◆ Prompt ◆
Gather every line from the entries below that includes "tree".

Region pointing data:

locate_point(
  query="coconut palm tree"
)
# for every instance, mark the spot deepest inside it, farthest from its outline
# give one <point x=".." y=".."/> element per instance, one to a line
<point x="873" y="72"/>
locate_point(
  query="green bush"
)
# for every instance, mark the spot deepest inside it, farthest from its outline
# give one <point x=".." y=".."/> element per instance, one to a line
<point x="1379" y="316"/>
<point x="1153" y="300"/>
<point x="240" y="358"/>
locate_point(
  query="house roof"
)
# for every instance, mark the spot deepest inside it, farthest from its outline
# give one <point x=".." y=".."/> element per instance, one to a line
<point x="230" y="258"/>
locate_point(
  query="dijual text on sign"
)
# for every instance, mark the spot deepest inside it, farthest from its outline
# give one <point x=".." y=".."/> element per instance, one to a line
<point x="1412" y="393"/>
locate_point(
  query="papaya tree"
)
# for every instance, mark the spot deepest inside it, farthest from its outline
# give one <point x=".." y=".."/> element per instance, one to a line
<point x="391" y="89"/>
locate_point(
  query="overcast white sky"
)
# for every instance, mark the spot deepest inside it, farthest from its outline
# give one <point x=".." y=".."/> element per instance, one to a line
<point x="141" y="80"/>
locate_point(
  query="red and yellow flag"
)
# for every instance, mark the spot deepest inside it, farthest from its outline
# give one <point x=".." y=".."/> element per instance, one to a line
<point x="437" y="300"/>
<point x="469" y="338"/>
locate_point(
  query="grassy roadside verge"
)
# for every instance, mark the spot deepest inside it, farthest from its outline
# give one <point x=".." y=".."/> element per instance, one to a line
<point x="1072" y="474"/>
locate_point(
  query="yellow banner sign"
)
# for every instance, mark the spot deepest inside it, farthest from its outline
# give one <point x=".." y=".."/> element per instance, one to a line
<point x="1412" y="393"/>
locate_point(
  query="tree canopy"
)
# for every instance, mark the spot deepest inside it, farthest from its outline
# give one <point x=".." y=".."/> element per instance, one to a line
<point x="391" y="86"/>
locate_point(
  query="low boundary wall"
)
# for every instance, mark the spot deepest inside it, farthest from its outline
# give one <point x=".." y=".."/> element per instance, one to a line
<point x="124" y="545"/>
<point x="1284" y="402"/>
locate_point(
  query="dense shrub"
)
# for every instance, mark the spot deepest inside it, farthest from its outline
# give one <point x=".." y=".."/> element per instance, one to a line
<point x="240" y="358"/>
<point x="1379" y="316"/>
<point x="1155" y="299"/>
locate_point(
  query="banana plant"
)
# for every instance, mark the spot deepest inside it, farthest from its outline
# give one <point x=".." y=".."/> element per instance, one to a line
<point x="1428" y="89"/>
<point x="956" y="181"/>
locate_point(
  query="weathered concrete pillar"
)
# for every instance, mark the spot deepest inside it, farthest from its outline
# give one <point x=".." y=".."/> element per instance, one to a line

◆ Response for this exercise ◆
  query="coconut palm tree"
  query="papaya tree"
  query="tree canopy"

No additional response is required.